» Work to be completed
Rewrite the items below with every "sample run" changed to "demo run", leaving everything else as it stands.

"""

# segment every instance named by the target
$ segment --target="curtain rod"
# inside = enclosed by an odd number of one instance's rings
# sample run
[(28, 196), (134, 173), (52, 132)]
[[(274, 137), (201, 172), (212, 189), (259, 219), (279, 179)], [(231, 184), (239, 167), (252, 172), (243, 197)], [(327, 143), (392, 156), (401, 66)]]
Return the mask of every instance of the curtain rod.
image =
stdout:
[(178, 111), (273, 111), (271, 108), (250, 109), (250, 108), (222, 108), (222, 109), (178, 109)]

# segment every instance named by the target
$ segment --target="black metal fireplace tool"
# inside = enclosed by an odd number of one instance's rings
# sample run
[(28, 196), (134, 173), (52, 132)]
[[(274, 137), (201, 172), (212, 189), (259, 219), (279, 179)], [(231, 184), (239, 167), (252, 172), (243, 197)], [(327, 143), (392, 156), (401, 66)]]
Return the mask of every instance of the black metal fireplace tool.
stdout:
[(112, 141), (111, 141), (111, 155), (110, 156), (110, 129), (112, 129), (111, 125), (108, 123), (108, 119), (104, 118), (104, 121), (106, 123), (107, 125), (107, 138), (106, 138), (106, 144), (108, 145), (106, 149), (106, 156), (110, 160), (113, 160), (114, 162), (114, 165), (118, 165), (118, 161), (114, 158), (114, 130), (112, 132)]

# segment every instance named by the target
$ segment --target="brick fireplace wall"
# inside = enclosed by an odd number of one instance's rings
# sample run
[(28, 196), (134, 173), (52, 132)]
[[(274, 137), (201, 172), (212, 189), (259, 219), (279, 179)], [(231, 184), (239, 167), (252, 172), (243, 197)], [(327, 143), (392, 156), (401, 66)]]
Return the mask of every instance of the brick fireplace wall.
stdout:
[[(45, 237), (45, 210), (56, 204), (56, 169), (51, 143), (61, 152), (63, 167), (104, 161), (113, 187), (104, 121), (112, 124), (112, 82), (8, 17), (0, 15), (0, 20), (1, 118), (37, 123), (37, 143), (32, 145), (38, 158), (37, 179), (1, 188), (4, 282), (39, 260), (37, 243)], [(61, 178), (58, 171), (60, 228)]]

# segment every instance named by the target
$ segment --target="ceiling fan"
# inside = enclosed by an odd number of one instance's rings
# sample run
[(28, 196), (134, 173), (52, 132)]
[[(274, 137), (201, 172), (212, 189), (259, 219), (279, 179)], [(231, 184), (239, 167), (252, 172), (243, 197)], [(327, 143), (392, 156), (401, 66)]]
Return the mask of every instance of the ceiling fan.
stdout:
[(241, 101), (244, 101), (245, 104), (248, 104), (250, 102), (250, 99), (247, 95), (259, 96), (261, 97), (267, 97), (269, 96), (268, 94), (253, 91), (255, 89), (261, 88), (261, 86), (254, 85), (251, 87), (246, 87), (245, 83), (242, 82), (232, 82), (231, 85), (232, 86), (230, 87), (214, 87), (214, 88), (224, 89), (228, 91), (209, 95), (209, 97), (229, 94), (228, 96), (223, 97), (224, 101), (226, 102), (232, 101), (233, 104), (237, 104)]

"""

» Completed task
# segment every instance named by the target
$ segment --target="curtain rod"
# inside = enclosed by an odd number of one instance's rings
# demo run
[(28, 196), (134, 173), (52, 132)]
[[(274, 137), (201, 172), (212, 189), (259, 219), (279, 179)], [(231, 184), (239, 167), (252, 172), (243, 197)], [(327, 143), (392, 156), (401, 66)]]
Return the mask of every instance of the curtain rod.
image =
stdout:
[(178, 111), (273, 111), (271, 108), (250, 109), (250, 108), (222, 108), (222, 109), (178, 109)]

# segment every instance named by the target
$ segment --target="black metal fireplace tool"
# inside = enclosed by an odd number of one instance's rings
# demo run
[(28, 196), (134, 173), (52, 132)]
[[(274, 137), (201, 172), (212, 189), (259, 219), (279, 179)], [(231, 184), (239, 167), (252, 172), (243, 197)], [(327, 143), (392, 156), (401, 66)]]
Return the mask of every instance of the black metal fireplace tool.
stdout:
[(112, 141), (111, 141), (111, 155), (110, 156), (110, 129), (112, 129), (111, 125), (108, 123), (108, 119), (104, 118), (104, 121), (106, 123), (107, 125), (107, 138), (106, 138), (106, 144), (108, 145), (106, 149), (106, 156), (110, 160), (113, 160), (114, 162), (114, 165), (118, 165), (118, 161), (114, 158), (114, 130), (112, 132)]

# segment every instance named by the target
$ segment --target="brick fireplace wall"
# inside = enclosed by an odd number of one instance's rings
# demo run
[(28, 196), (134, 173), (52, 132)]
[[(274, 137), (201, 172), (212, 189), (259, 219), (279, 179)], [(231, 184), (239, 167), (252, 172), (243, 197)], [(327, 143), (392, 156), (401, 66)]]
Return the mask of every instance of the brick fireplace wall.
stdout:
[[(45, 237), (45, 210), (56, 204), (56, 169), (51, 143), (61, 152), (63, 167), (104, 161), (113, 187), (104, 121), (112, 124), (112, 82), (8, 17), (0, 15), (0, 20), (1, 118), (37, 123), (37, 143), (32, 145), (38, 158), (37, 179), (1, 188), (4, 282), (39, 260), (37, 243)], [(61, 178), (58, 171), (60, 228)]]

# segment every instance named by the target
$ segment --target="ceiling fan"
# inside = enclosed by an odd number of one instance's rings
# demo run
[(28, 196), (134, 173), (52, 132)]
[[(274, 137), (201, 172), (212, 189), (259, 219), (279, 179)], [(231, 184), (239, 167), (252, 172), (243, 197)], [(327, 143), (392, 156), (401, 66)]]
Return the mask of every instance of the ceiling fan.
stdout:
[(241, 101), (244, 101), (245, 104), (248, 104), (250, 102), (250, 99), (247, 95), (259, 96), (261, 97), (267, 97), (269, 96), (268, 94), (253, 91), (255, 89), (261, 88), (261, 86), (254, 85), (251, 87), (246, 87), (245, 83), (242, 82), (232, 82), (231, 85), (232, 86), (230, 87), (214, 87), (214, 88), (224, 89), (228, 91), (209, 95), (209, 97), (229, 94), (228, 96), (223, 97), (224, 101), (226, 102), (232, 101), (233, 104), (237, 104)]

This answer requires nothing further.